BEGIN RECORDS FOR THIS EXERCISE

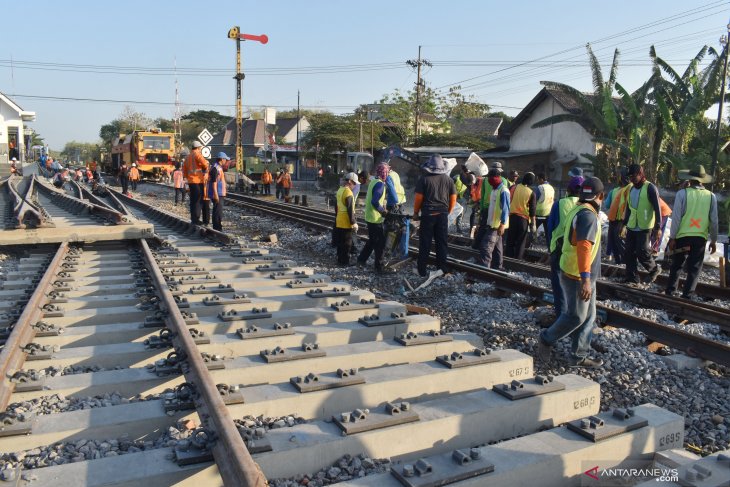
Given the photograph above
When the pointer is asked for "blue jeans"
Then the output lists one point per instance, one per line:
(558, 295)
(577, 321)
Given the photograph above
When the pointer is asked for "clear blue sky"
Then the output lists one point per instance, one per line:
(339, 54)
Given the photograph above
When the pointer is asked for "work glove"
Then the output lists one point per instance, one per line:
(622, 232)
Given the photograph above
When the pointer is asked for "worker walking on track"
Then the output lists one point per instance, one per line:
(495, 221)
(345, 221)
(178, 183)
(194, 171)
(375, 216)
(544, 197)
(616, 202)
(643, 220)
(134, 176)
(694, 217)
(266, 179)
(554, 230)
(521, 217)
(580, 265)
(435, 199)
(395, 194)
(216, 189)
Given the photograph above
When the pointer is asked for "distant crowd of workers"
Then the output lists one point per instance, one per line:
(505, 212)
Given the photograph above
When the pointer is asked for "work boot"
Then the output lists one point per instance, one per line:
(651, 277)
(543, 351)
(587, 362)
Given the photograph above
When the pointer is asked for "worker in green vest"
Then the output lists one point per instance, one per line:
(554, 230)
(545, 196)
(642, 222)
(580, 265)
(694, 217)
(375, 216)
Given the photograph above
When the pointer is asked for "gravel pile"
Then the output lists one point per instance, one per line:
(632, 375)
(80, 450)
(346, 468)
(58, 403)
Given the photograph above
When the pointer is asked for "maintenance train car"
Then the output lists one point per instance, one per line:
(152, 150)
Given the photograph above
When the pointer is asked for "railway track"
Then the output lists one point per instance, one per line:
(192, 357)
(691, 344)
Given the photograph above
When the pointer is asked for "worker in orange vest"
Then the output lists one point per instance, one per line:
(266, 180)
(134, 176)
(194, 171)
(285, 180)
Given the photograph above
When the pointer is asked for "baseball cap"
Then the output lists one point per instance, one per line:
(591, 188)
(575, 183)
(575, 171)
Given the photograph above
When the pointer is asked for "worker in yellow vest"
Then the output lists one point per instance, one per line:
(345, 221)
(580, 265)
(495, 222)
(616, 204)
(642, 222)
(375, 216)
(544, 197)
(554, 232)
(694, 217)
(521, 216)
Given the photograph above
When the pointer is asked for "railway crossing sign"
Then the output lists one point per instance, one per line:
(205, 137)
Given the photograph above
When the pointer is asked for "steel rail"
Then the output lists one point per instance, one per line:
(170, 217)
(683, 308)
(12, 356)
(234, 462)
(94, 209)
(691, 344)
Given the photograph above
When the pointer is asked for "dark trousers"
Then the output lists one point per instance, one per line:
(542, 221)
(196, 204)
(218, 214)
(638, 251)
(343, 239)
(490, 249)
(694, 258)
(615, 242)
(376, 243)
(180, 192)
(516, 237)
(558, 295)
(433, 227)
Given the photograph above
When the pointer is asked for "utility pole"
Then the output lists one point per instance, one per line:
(725, 41)
(235, 33)
(419, 84)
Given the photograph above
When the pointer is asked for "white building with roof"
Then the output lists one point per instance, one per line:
(13, 129)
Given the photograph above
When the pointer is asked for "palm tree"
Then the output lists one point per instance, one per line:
(681, 102)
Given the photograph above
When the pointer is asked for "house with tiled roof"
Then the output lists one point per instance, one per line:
(478, 127)
(12, 130)
(561, 145)
(286, 129)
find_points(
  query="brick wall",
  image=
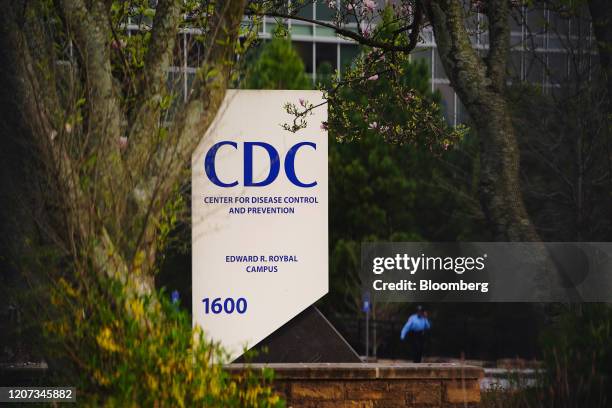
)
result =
(376, 385)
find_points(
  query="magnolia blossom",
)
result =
(122, 142)
(117, 44)
(369, 5)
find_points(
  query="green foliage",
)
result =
(384, 94)
(128, 350)
(277, 66)
(577, 352)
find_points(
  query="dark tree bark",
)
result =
(480, 85)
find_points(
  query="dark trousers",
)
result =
(417, 343)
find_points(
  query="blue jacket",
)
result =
(415, 323)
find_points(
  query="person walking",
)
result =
(416, 327)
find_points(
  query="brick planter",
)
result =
(373, 385)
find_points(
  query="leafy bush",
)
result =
(121, 349)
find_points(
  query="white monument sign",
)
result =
(259, 209)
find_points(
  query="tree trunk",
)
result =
(480, 85)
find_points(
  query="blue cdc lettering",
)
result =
(211, 172)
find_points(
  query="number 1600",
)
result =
(227, 305)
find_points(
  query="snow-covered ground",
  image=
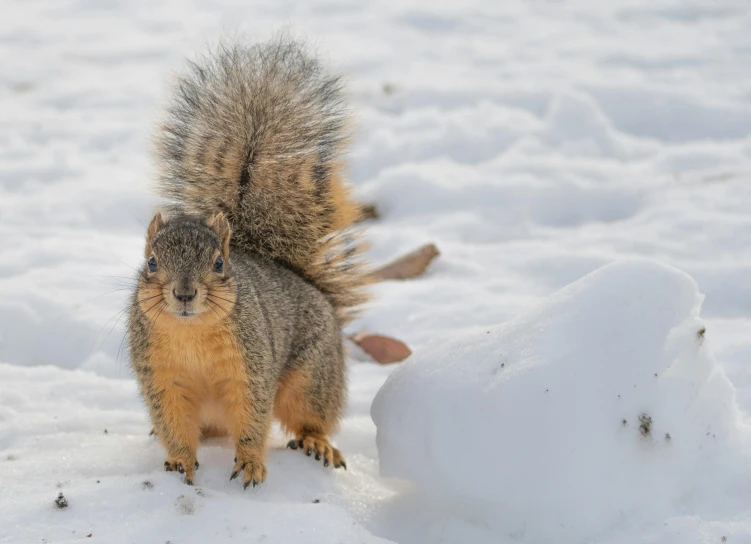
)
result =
(533, 142)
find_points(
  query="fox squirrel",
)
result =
(251, 272)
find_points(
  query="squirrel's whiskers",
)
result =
(251, 268)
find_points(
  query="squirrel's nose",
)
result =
(184, 297)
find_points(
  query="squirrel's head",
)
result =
(187, 273)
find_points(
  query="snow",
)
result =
(532, 141)
(597, 407)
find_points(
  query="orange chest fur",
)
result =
(204, 363)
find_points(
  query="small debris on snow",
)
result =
(61, 501)
(369, 211)
(645, 424)
(185, 506)
(409, 266)
(383, 349)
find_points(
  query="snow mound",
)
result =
(599, 407)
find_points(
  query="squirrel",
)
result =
(251, 268)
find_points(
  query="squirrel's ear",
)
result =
(155, 226)
(219, 224)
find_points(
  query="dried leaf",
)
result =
(369, 211)
(383, 349)
(411, 265)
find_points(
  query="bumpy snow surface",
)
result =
(600, 405)
(534, 142)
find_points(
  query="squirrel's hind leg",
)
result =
(309, 403)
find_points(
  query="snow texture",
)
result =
(533, 141)
(600, 404)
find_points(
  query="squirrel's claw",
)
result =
(321, 447)
(187, 468)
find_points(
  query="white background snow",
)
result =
(533, 142)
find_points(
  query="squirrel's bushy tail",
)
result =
(257, 132)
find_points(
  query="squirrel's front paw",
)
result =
(183, 466)
(253, 469)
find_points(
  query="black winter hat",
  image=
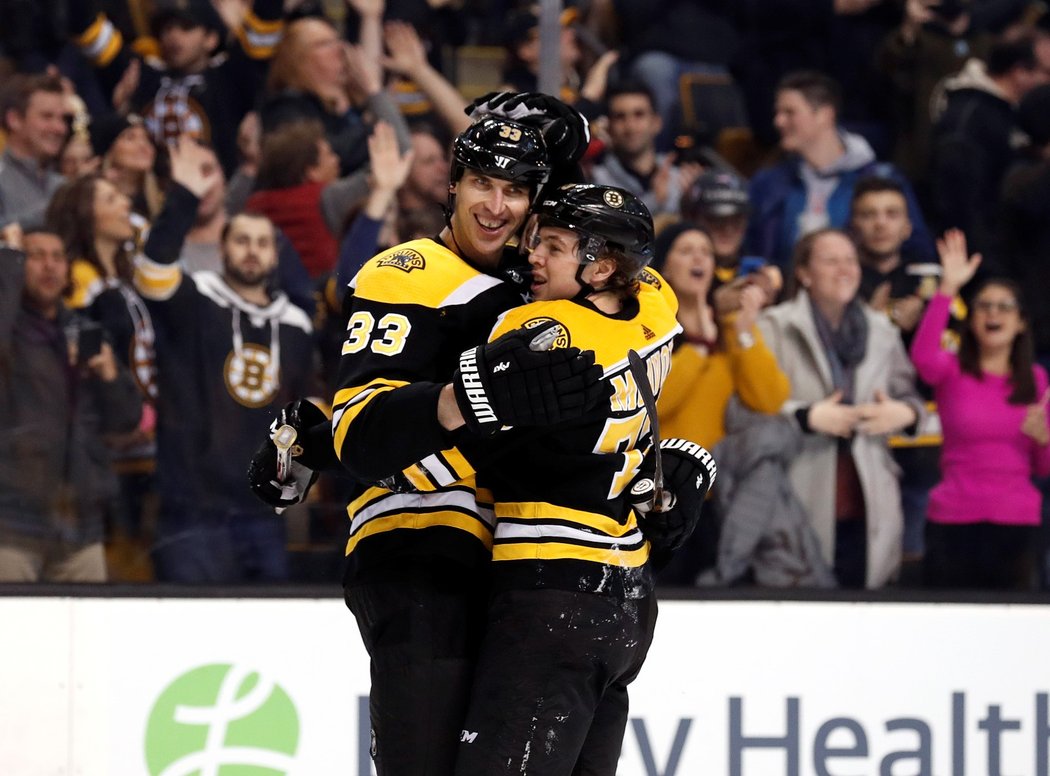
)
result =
(104, 130)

END RECORDS FOR THIS EXERCISE

YOUR INSTRUCTIONS >> If a line in the records contains the word "sign", copy it out.

RESPONSE TO THE TASK >>
When the pointer is asked for "railway crossing sign"
  query="white monument sign",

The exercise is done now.